TASK STATEMENT: Find all lines in the records that include the word "below", and copy them out.

EXTRACTED DATA:
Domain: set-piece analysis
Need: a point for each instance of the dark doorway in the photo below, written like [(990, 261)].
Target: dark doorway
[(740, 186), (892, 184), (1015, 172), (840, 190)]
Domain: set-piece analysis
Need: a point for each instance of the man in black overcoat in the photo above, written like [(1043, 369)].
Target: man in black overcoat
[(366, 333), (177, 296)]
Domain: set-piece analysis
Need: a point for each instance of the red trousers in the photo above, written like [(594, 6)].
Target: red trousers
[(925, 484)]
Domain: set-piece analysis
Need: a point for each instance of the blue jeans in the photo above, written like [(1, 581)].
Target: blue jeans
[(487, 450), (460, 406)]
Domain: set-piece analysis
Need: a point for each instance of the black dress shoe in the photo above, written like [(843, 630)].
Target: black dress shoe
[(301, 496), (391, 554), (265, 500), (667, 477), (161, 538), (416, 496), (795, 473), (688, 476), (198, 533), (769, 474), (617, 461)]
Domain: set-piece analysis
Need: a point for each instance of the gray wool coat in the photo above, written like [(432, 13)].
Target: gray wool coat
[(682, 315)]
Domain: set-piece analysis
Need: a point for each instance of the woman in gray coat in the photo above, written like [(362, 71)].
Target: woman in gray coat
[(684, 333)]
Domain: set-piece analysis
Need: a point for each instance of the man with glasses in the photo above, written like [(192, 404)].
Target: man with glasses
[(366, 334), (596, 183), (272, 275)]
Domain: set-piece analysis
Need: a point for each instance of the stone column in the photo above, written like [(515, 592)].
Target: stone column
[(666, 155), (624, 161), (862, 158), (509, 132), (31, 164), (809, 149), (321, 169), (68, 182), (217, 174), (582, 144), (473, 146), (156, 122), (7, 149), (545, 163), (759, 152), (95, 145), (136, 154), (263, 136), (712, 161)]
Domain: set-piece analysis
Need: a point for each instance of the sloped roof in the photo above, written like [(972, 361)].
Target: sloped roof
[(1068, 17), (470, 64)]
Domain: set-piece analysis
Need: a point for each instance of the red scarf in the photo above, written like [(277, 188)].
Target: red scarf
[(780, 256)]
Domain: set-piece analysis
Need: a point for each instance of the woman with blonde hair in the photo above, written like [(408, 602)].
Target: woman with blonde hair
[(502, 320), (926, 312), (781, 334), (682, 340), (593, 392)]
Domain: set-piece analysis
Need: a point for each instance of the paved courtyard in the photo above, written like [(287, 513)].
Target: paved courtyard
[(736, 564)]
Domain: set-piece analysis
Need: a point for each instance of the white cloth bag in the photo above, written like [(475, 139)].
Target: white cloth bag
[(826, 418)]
==
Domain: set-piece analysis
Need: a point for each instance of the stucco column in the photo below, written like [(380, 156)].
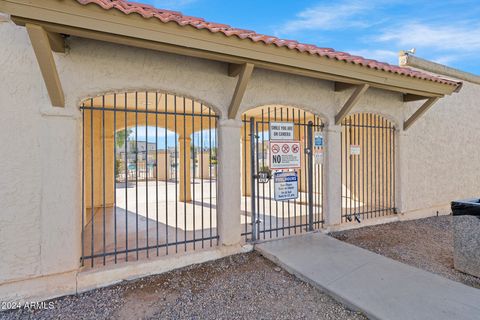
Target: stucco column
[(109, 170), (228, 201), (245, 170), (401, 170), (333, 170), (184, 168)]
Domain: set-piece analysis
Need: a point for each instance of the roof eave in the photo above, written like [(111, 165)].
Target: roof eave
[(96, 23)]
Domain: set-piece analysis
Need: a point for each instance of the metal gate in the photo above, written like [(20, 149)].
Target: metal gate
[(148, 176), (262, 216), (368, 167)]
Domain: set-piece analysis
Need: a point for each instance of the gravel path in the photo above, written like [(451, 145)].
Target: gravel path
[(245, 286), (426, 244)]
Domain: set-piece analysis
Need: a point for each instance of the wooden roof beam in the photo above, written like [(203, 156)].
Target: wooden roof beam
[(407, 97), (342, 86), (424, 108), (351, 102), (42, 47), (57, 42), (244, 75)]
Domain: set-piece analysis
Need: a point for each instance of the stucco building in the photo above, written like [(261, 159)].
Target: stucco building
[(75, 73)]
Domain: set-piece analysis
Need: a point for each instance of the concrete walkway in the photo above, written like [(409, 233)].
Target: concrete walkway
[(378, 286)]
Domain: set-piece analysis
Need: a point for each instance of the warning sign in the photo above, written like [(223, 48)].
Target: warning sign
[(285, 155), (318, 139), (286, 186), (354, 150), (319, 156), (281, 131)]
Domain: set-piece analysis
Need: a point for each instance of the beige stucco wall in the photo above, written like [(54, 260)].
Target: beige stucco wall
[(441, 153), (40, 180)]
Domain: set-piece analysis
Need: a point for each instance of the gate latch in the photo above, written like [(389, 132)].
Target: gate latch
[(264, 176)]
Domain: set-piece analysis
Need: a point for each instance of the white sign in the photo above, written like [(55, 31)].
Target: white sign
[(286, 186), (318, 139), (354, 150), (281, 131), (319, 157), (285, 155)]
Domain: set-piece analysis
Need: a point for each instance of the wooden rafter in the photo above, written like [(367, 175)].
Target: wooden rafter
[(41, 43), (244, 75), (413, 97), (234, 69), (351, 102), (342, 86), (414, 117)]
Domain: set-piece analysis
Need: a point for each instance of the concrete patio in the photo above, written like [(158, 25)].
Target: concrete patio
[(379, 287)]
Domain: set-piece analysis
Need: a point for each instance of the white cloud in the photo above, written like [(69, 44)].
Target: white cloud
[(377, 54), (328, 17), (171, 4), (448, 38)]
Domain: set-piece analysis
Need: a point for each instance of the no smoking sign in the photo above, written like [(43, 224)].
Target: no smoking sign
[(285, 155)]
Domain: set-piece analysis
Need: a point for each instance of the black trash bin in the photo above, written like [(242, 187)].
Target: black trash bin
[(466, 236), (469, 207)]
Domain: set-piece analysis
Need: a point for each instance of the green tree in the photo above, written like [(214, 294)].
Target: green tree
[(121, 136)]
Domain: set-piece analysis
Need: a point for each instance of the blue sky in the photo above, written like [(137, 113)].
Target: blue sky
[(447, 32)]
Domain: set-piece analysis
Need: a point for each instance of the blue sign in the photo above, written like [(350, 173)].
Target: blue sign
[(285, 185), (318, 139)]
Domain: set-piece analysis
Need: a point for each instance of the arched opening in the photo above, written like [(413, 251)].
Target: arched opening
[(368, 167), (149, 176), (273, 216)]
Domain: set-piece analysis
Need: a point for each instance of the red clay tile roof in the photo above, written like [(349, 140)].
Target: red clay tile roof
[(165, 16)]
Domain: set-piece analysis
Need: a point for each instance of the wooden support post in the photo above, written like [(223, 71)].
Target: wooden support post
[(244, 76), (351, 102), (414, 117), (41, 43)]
==
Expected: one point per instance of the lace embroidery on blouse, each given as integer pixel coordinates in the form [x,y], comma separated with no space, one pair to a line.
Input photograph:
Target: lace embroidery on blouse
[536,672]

TASK SOLUTION:
Need: a point for each instance of the dark doorway in the photo below, written like [(990, 261)].
Need: a point for each instance of the stucco column in the photo below, written like [(380, 156)].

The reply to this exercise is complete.